_Work instruction:_ Return the words of the passage on silence and worship from "That’s why music" to "of the divine.", copied exactly.

_Extracted text:_
______________________________
This week, I’ve been at the Hay Literary Festival where I heard the Archbishop of Canterbury talking about what it would mean for contemporary literature to take God more seriously. But a very pertinent questioner asked the Archbishop what it would mean for the Church to take God more seriously. He thought for a moment and said that we would be more silent. And he quoted that line of EM Forster in A Passage to India where Mrs Moore laments “poor little talkative Christianity”. So many words said, but so little truth conveyed about the reality of God.
That’s why music is such an important part of our worship, giving us the ability to transcend mere words into melody and harmony that seem to give voice to the sighing of the spirit and awaken within us the heart of desire for God’s kingdom.
But, of course, music too can be an externalisation. Music too can become a mechanism for the avoidance of what God has placed within us. Today’s Morning Service on Radio Four began with the words “Welcome to St Paul’s Knightsbridge on the Feast of Pentecost when we celebrate the music of Joseph Hayden.” No we don’t. We celebrate the extraordinary transformation of our lives that God is enacting through the gift of the Spirit to the Church. And I’m sure Hayden can help us appreciate that. But let’s not miss the point. Let’s not allow music to be another externalisation of the divine.
And it is perhaps only in silence, when we are forced to look into our own hearts, that we really cannot escape from the initially frightening truth that the Holy Spirit is the beyond that is within, that what we need to do in prayer is not to make connection with some distant being put to attend to the movement of the spirit in our lives and in the world around us.
______________________________
_Source material:_
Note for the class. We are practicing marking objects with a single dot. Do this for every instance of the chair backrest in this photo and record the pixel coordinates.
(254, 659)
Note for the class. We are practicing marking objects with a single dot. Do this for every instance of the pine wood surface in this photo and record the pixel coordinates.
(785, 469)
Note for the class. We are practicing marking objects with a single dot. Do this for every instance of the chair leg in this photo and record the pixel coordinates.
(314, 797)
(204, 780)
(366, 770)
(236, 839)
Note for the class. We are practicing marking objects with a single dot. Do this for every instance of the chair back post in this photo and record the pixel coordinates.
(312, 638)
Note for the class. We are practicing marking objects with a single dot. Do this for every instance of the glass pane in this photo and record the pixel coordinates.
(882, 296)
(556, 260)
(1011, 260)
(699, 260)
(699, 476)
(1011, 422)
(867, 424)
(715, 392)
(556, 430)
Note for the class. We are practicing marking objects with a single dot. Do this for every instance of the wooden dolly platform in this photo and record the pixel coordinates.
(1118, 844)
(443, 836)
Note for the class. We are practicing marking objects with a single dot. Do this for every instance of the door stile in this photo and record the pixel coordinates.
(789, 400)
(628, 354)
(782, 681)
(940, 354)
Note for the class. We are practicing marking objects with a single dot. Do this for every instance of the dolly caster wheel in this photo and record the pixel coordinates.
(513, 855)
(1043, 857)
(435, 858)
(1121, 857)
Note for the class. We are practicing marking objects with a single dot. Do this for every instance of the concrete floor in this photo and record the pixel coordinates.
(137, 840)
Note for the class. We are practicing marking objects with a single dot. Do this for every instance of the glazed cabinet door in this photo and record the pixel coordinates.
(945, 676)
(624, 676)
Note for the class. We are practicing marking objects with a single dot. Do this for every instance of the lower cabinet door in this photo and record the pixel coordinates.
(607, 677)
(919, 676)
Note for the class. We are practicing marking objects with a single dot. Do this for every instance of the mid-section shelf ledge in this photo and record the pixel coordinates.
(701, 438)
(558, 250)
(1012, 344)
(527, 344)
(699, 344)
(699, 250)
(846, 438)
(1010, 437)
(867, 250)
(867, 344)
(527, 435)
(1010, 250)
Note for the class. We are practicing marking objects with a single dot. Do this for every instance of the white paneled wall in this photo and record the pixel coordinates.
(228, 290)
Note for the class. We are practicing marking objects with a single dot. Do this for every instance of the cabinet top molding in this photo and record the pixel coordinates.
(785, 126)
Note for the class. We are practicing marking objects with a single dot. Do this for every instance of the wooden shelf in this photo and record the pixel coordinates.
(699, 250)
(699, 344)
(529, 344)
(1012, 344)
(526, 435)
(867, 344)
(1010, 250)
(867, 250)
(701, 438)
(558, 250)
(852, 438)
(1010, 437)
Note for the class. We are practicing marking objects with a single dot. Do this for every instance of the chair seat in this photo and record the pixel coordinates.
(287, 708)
______________________________
_Result of this exercise:_
That’s why music is such an important part of our worship, giving us the ability to transcend mere words into melody and harmony that seem to give voice to the sighing of the spirit and awaken within us the heart of desire for God’s kingdom.
But, of course, music too can be an externalisation. Music too can become a mechanism for the avoidance of what God has placed within us. Today’s Morning Service on Radio Four began with the words “Welcome to St Paul’s Knightsbridge on the Feast of Pentecost when we celebrate the music of Joseph Hayden.” No we don’t. We celebrate the extraordinary transformation of our lives that God is enacting through the gift of the Spirit to the Church. And I’m sure Hayden can help us appreciate that. But let’s not miss the point. Let’s not allow music to be another externalisation of the divine.